→ **Stated problem**: Reproduce the entries below, switching every "space-separated" to "comma-separated" and leaving everything else unchanged.

→ **Dataset records**:
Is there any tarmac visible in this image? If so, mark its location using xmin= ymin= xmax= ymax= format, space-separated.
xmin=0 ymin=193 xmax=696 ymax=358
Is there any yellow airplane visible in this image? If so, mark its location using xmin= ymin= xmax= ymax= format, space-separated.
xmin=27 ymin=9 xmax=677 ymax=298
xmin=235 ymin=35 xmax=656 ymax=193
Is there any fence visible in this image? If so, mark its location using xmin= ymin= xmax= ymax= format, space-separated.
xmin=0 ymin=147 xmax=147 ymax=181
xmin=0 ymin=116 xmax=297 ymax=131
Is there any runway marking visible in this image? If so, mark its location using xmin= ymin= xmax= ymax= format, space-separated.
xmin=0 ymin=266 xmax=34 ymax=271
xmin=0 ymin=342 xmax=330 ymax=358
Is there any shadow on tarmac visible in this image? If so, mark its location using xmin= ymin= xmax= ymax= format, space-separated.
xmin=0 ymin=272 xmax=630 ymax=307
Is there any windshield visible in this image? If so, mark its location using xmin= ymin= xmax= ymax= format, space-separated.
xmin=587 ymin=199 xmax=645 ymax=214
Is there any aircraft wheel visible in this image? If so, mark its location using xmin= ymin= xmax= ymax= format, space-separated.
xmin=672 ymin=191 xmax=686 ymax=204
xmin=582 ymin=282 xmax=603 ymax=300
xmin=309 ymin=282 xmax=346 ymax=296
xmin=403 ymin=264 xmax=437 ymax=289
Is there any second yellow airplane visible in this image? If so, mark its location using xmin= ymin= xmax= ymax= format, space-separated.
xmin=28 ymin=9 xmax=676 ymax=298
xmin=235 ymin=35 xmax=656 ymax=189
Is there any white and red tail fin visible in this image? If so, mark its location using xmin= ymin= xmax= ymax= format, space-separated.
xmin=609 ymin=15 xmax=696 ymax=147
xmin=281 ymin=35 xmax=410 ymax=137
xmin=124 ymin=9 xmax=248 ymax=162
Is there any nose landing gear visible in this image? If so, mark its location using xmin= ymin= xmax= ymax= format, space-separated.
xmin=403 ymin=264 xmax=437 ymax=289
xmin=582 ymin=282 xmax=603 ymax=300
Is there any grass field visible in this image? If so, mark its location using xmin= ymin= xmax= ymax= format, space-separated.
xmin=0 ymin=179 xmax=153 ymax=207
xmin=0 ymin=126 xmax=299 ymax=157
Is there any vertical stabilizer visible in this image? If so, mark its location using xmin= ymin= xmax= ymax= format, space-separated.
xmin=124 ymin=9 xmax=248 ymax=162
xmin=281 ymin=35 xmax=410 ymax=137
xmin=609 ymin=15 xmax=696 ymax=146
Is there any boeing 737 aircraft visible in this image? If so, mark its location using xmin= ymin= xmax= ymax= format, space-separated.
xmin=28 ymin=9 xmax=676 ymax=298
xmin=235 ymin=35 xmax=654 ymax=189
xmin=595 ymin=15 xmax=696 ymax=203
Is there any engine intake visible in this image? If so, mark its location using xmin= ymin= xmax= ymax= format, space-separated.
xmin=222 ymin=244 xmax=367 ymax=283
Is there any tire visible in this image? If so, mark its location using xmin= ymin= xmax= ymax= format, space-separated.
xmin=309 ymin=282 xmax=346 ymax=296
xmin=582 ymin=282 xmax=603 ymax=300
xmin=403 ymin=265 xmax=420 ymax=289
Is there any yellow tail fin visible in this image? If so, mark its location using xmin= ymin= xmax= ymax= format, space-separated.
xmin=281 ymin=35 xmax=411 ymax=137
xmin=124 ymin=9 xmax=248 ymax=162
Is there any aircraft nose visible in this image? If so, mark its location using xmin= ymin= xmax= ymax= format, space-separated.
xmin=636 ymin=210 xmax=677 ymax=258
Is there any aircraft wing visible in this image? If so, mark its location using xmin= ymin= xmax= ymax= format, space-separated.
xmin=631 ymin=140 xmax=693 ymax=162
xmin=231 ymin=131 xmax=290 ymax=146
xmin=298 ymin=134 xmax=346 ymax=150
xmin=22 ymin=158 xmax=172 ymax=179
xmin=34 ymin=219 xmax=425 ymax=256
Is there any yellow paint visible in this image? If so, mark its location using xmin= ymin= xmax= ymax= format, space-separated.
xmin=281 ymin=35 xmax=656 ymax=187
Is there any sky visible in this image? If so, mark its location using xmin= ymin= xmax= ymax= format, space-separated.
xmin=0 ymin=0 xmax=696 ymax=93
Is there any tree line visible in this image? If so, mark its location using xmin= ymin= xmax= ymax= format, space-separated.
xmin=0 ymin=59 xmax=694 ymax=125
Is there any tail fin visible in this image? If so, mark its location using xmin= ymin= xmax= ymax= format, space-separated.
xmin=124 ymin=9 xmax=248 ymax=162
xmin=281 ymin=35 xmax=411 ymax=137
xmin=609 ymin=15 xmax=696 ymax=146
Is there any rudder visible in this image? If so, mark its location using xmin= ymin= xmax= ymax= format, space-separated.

→ **Written solution**:
Is there any tarmac visible in this image? If so, mark its location using xmin= ymin= xmax= ymax= format, comma-separated.
xmin=0 ymin=193 xmax=696 ymax=358
Is there any yellow airplane visible in this image? If so, mark its location using xmin= ymin= xmax= ymax= format, comma-separated.
xmin=27 ymin=9 xmax=677 ymax=298
xmin=235 ymin=35 xmax=656 ymax=193
Is there any fence visible in this image? If so, mark its location using xmin= ymin= xmax= ymax= format, comma-separated.
xmin=0 ymin=147 xmax=147 ymax=181
xmin=0 ymin=116 xmax=297 ymax=131
Is there any runway marking visible in this image? If so, mark its location using xmin= ymin= xmax= ymax= format, comma-separated.
xmin=0 ymin=266 xmax=34 ymax=271
xmin=0 ymin=342 xmax=330 ymax=358
Is there any shadow on tarmac visible in this image? If so, mark its location using xmin= ymin= xmax= ymax= format, comma-separated.
xmin=0 ymin=272 xmax=630 ymax=307
Is there any windshield visible in this image? If so, mark its location using xmin= ymin= xmax= ymax= format, comma-separated.
xmin=587 ymin=199 xmax=645 ymax=214
Is there any aircraft wheel visible in this image? If so, mark its location using xmin= ymin= xmax= ymax= format, comma-separated.
xmin=672 ymin=191 xmax=686 ymax=204
xmin=582 ymin=282 xmax=603 ymax=300
xmin=309 ymin=282 xmax=346 ymax=296
xmin=403 ymin=264 xmax=437 ymax=289
Is there any second yellow airplane visible in this image? If so, mark its location using xmin= ymin= xmax= ymax= format, comma-separated.
xmin=28 ymin=9 xmax=676 ymax=298
xmin=235 ymin=35 xmax=656 ymax=189
Is there any white and red tail fin visible in this image? If so, mark its location using xmin= ymin= xmax= ymax= format, comma-separated.
xmin=609 ymin=15 xmax=696 ymax=147
xmin=281 ymin=35 xmax=410 ymax=137
xmin=124 ymin=9 xmax=248 ymax=162
Is there any nose landing gear visible in this image? If so, mark its location using xmin= ymin= xmax= ymax= format, comma-separated.
xmin=403 ymin=264 xmax=437 ymax=289
xmin=582 ymin=282 xmax=603 ymax=300
Is there any grass field visible in this image? If so, mark its location using xmin= ymin= xmax= ymax= format, comma-separated.
xmin=0 ymin=179 xmax=153 ymax=207
xmin=0 ymin=126 xmax=299 ymax=157
Is there any vertical stabilizer visible in this image? If so, mark its location using xmin= ymin= xmax= ymax= format, comma-separated.
xmin=124 ymin=9 xmax=248 ymax=162
xmin=281 ymin=35 xmax=410 ymax=137
xmin=609 ymin=15 xmax=696 ymax=146
Is there any boeing 737 aircraft visible in this image? If so, mark its location using xmin= ymin= xmax= ymax= format, comma-separated.
xmin=28 ymin=9 xmax=676 ymax=298
xmin=235 ymin=35 xmax=654 ymax=189
xmin=595 ymin=15 xmax=696 ymax=203
Is there any engine intake visible in this image? If so, mark its location using xmin= ymin= xmax= ymax= format, comma-separated.
xmin=222 ymin=244 xmax=367 ymax=283
Is there any tire visible in this image? If so, mark its location using xmin= ymin= xmax= ymax= format, comma-separated.
xmin=309 ymin=282 xmax=346 ymax=296
xmin=582 ymin=282 xmax=603 ymax=300
xmin=403 ymin=265 xmax=420 ymax=289
Is there any yellow tail fin visible in this image? If so, mark its location using xmin= ymin= xmax= ymax= format, comma-separated.
xmin=281 ymin=35 xmax=411 ymax=137
xmin=124 ymin=9 xmax=248 ymax=162
Is there any aircraft nose visible in this image? If so, mark its location using xmin= ymin= xmax= ymax= format, comma-separated.
xmin=636 ymin=210 xmax=677 ymax=258
Is there any aircraft wing visible in this image? If so, mark its location using xmin= ymin= xmax= ymax= format, comma-separated.
xmin=631 ymin=140 xmax=693 ymax=162
xmin=231 ymin=131 xmax=290 ymax=146
xmin=298 ymin=134 xmax=346 ymax=150
xmin=22 ymin=158 xmax=172 ymax=179
xmin=34 ymin=219 xmax=425 ymax=256
Is there any yellow paint visible in this image? If so, mark its location using xmin= ymin= xmax= ymax= format, comma-separated.
xmin=281 ymin=35 xmax=656 ymax=187
Is there any sky visible in this image? If so, mark its location using xmin= ymin= xmax= ymax= format, comma-separated.
xmin=0 ymin=0 xmax=696 ymax=93
Is there any tree line visible in this image? If so, mark its location using xmin= ymin= xmax= ymax= format, comma-separated.
xmin=0 ymin=59 xmax=694 ymax=125
Is there any tail fin visible in this image? If so, mark its location using xmin= ymin= xmax= ymax= format, comma-separated.
xmin=124 ymin=9 xmax=248 ymax=162
xmin=281 ymin=35 xmax=411 ymax=137
xmin=609 ymin=15 xmax=696 ymax=146
Is there any rudder visible in this image? If so, mark its location using xmin= ymin= xmax= ymax= format, comma-separated.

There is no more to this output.